### Petikan Teks
>>
Masyarakat yang terlalu "baper"?
Reaksi masyarakat terhadap kata "jelata" menunjukkan tingkat sensitivitas yang tinggi terhadap bahasa. Dalam konteks ini, muncul pertanyaan: apakah masyarakat Indonesia terlalu “baper” (bawa perasaan)? Tapi nyatanya, reaksi seperti ini sering dipengaruhi oleh pengalaman kolektif dan ketidaksetaraan sosial yang masih terasa di sekitar kita. Kata-kata itu dianggap mengingatkan pada masa-masa penindasan atau perbedaan kelas sosial memiliki daya sentuh emosional yang kuat.
Dalam dunia paralel yang ideal, ketika masyarakat telah mencapai kesejahteraan dan hidup berkecukupan, mungkin kata-kata apa saja tak akan lagi mengusik, menusuk relung nurani. Orang-orang akan lebih fokus pada hal-hal yang produktif, seperti mengembangkan potensi diri, berkontribusi pada kemajuan bersama, atau bahkan merencanakan perjalanan menyenangkan ke berbagai tempat. Kehidupan yang penuh dengan kenyamanan dan rasa aman akan mengarahkan perhatian pada pencapaian yang lebih tinggi, menjauhkan diri dari polemik yang tak perlu, dan membuka ruang bagi kreativitas serta kebahagiaan yang berkelanjutan.
<<
### Daftar Tugas
A) Tuliskan bagian petikan teks di atas secara persis, mulai dari "Reaksi masyarakat terhadap" hingga "emosional yang kuat.".
B) Jawab pertanyaan berikut berdasarkan petikan teks di atas.
(i) Apa kepanjangan "baper" menurut teks?
(ii) Oleh apa reaksi seperti ini sering dipengaruhi?
(iii) Dalam dunia paralel yang ideal, orang-orang akan lebih fokus pada hal-hal apa?

### Kutipan Data
>>
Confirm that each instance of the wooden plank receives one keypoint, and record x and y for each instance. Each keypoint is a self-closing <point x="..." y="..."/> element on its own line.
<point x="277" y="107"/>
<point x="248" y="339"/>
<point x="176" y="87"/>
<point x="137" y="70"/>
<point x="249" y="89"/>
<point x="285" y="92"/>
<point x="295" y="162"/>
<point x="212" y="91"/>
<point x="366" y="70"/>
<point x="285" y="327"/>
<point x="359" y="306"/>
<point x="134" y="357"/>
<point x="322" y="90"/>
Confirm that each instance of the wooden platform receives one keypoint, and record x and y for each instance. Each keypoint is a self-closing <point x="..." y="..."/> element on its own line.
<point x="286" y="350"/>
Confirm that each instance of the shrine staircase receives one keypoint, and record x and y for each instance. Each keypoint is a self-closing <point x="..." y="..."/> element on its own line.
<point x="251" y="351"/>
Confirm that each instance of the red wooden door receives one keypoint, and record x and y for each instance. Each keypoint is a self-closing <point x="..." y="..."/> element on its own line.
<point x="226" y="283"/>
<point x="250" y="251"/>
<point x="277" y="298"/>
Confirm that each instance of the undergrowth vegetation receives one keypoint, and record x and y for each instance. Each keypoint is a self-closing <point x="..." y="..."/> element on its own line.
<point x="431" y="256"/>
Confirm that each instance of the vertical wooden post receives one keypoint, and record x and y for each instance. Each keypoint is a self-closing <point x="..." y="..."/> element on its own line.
<<
>>
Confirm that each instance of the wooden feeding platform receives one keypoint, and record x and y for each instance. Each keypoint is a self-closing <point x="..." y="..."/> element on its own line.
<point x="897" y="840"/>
<<
>>
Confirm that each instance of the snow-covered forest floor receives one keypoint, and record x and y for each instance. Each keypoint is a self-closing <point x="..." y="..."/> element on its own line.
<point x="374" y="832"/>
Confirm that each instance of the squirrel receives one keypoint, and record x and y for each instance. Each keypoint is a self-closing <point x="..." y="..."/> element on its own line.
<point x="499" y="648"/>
<<
### Jawaban Latihan
A)
Reaksi masyarakat terhadap kata "jelata" menunjukkan tingkat sensitivitas yang tinggi terhadap bahasa. Dalam konteks ini, muncul pertanyaan: apakah masyarakat Indonesia terlalu “baper” (bawa perasaan)? Tapi nyatanya, reaksi seperti ini sering dipengaruhi oleh pengalaman kolektif dan ketidaksetaraan sosial yang masih terasa di sekitar kita. Kata-kata itu dianggap mengingatkan pada masa-masa penindasan atau perbedaan kelas sosial memiliki daya sentuh emosional yang kuat.

B)
(i) Bawa perasaan.
(ii) Pengalaman kolektif dan ketidaksetaraan sosial yang masih terasa di sekitar kita.
(iii) Hal-hal yang produktif, seperti mengembangkan potensi diri, berkontribusi pada kemajuan bersama, atau bahkan merencanakan perjalanan menyenangkan ke berbagai tempat.